_TEXT EXTRACT_

——————

In this case, the defendant was convicted of four class B felonies, T.C.A. § 39-17-417(c)(1), each having occurred on a different day. While he is therefore eligible for probation, T.C.A. § 40-35-303 (a), and community corrections, T.C.A. § 40-36-106(a), he is not presumed to be a favorable candidate for alternative sentencing. T.C.A. § 40-35-102(6). Rather, the defendant has the burden of proving that he is suitable for probation. T.C.A. § 40-35-303 (b); State v. Davis, 750 S.W.2d 167, 168 (Tenn. Crim. App. 1988).

The defendant admitted that he had made drug sales other than those for which he was arrested. He also admitted that he had smoked marijuana while this matter was pending before the court below. His record of past criminal activity or behavior included a contempt of juvenile court conviction for nonsupport and a juvenile offense of aggravated rape. He admitted that he had sold the drugs in order to make money to pay his bills, that his current job payed only $5.00 per hour, and that he could pay only $300 toward his $8,000 fine at the time of the sentencing hearing. He professed regret for his actions and asserted that he had learned his lesson and that he was going to start over.

——————

_EXCERPTED RECORDS_
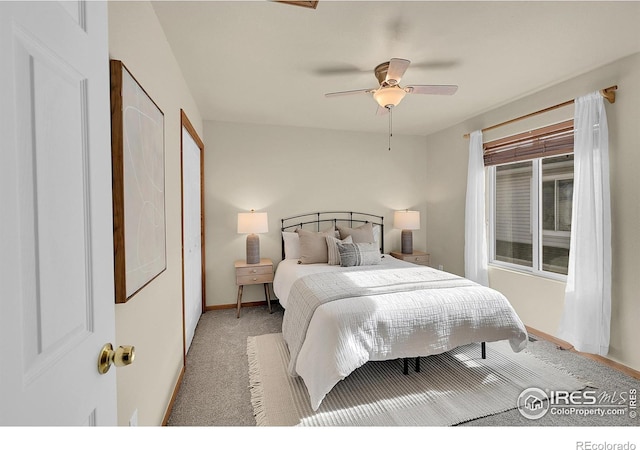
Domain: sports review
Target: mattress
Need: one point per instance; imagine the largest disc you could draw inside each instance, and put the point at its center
(336, 319)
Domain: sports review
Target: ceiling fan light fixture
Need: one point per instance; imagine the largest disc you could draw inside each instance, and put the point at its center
(389, 96)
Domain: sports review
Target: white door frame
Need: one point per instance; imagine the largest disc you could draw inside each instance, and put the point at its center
(57, 305)
(186, 125)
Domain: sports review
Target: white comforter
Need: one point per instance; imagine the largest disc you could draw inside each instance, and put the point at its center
(343, 334)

——————

_EXERCISE PROMPT_
Pick up the sentencing discussion in the Tennessee drug case immediately after its final sentence and carry it forward.

_THE OUTPUT_
In denying probation, the court below considered that the defendant had sold the drugs for money rather than because of an addiction; that each sale constituted "a deliberate willful intentional act of selling a high-risk drug that can kill you"; his criminal history; and his social history including six children by several women and being engaged to another, all by the age of twenty-six. In light of these factors, the court below found as applicable the sentencing considerations set forth at T.C.A. § 40-35-103(1)(A) and (B), to wit, that confinement was necessary to protect society by restraining a defendant who has a long history of criminal conduct, and that it was necessary to avoid depreciating the seriousness of the offense, or that it was particularly suited to provide an effective deterrence to others likely to commit similar offenses. T.C.A. § 40-35-103(1)(A) and (B). It also relied on specific deterrence in denying an alternative sentence.

In considering these facts, the court noted that this might involve a "moral issue . . . that the Court shouldn't consider these days, but to some degree it affects his character, and I'm looking at a person who the question is — one of the factors and one of the questions that I look at is his ability and willingness to observe the laws and morals of society."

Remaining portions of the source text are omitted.